INPUT ROWS -
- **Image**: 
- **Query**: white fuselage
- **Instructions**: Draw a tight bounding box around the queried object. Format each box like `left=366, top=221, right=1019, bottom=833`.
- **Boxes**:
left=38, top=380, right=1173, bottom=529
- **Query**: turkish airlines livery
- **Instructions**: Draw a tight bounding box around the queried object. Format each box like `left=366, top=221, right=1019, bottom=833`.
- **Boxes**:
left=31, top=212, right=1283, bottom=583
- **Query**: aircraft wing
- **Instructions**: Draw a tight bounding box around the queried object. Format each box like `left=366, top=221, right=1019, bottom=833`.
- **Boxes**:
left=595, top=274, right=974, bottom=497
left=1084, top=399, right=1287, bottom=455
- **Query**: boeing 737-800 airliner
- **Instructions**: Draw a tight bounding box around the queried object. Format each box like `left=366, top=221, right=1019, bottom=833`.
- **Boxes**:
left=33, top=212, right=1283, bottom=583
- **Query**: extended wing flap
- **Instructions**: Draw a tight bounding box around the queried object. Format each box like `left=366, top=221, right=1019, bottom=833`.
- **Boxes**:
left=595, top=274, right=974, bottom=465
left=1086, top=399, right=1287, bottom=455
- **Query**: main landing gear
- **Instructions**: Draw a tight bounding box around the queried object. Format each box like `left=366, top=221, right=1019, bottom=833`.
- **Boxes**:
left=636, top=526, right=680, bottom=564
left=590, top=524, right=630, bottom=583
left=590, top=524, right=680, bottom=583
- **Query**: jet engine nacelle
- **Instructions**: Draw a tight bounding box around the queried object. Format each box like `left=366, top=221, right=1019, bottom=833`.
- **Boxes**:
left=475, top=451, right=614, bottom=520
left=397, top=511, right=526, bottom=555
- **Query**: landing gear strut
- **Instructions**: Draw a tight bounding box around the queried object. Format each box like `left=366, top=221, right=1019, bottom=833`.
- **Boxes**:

TASK TO COMPLETE - Return all of the above records exactly, leaving no line out.

RESULT BELOW -
- **Image**: 
- **Query**: white fuselage
- **Instructions**: Draw a tight bounding box around the queried object. Format each box like `left=366, top=221, right=1019, bottom=833`.
- **Boxes**:
left=38, top=380, right=1173, bottom=529
- **Query**: turkish airlines livery
- **Instructions**: Draw a tight bounding box around the queried object. Format each box like `left=366, top=221, right=1019, bottom=833`.
- **Boxes**:
left=31, top=212, right=1283, bottom=583
- **Query**: aircraft wing
- **Instructions**: Draw a tight bounding box around the queried object. Format each box like `left=366, top=221, right=1019, bottom=833`.
- **Boxes**:
left=595, top=274, right=974, bottom=497
left=1084, top=399, right=1287, bottom=455
- **Query**: boeing 737-800 airliner
- **Instructions**: Draw a tight bounding box around the queried object. Format each box like `left=366, top=221, right=1019, bottom=833`.
- **Boxes**:
left=33, top=212, right=1283, bottom=583
- **Query**: extended wing flap
- **Instructions**: Draw a tight bounding box around the queried object. Format each box like `left=366, top=221, right=1019, bottom=833`.
- **Boxes**:
left=595, top=274, right=974, bottom=465
left=1086, top=399, right=1287, bottom=455
- **Query**: main landing gear
- **Instructions**: Draw a tight bounding box around the queried object. Format each box like `left=366, top=221, right=1019, bottom=833`.
- **Boxes**:
left=636, top=526, right=680, bottom=564
left=590, top=524, right=630, bottom=583
left=590, top=524, right=680, bottom=583
- **Query**: jet engine nacelle
- **Instructions**: Draw a tight bounding box around the queried object. Format each box like `left=366, top=221, right=1019, bottom=833`.
- **Boxes**:
left=475, top=451, right=614, bottom=520
left=397, top=511, right=526, bottom=555
- **Query**: landing gear strut
- **Instructions**: Draw a tight bounding box around the queried object. Format each box like `left=366, top=221, right=1019, bottom=833`.
- **Boxes**:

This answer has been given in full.